When we arrived in Cebu, nothing changed from my health status. I watched the live coverage of our Pope in Tacloban City. As I listened to his homily, from the start to the beginning, I cried every minute. It's true that our City had not been really affected by the typhoon but when I saw the news about the damages Typhoon Yolanda did to other parts of Visayas, it made me cry for some reason. And when we got home around 9pm, still I felt sick more than ever. So, I hugged my bed and slept. The next day, I woke up seeing news about Pope Francis. I sat down and watched every news about him. Then I noticed that he looks tired. He made people happy; he smiled and waved like nothing could tire him, but if you look closely, you'll realize that he covered those just to let us be more evangelized. Even while he was flying to Tacloban, I really, really salute him for that. I mean, that was dangerous and you need a strong faith, mercy and compassion to get there without being a scaredy-cat. He didn't want to turn down his people even when there are strong winds and rain. That my friend is what I call the true "PAPA." He was really showing us that the Holy Father was in him. As far as I know, he didn't go here to be himself, but to be one with the Father and to fill us.
════════════════
__STATED TASK 1__
List every place name that appears in the Pope Francis passage.
__STATED TASK 2__
Answer each from the Pope Francis passage:
(a) Around what time did the writer get home?
(b) Which typhoon is named?
(c) What three things does the writer say you need to get there without being a scaredy-cat?
The lines after this point are separate material with no connection to the Pope Francis passage.

__DATA EXCERPT__
════════════════
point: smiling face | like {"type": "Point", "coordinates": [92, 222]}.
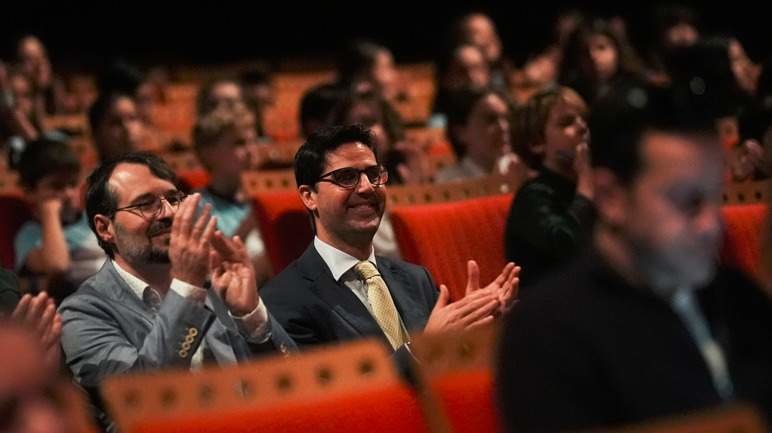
════════════════
__RIGHT ANSWER 1__
Cebu, Tacloban City, Visayas

__RIGHT ANSWER 2__
(a) Around 9pm.
(b) Typhoon Yolanda.
(c) A strong faith, mercy and compassion.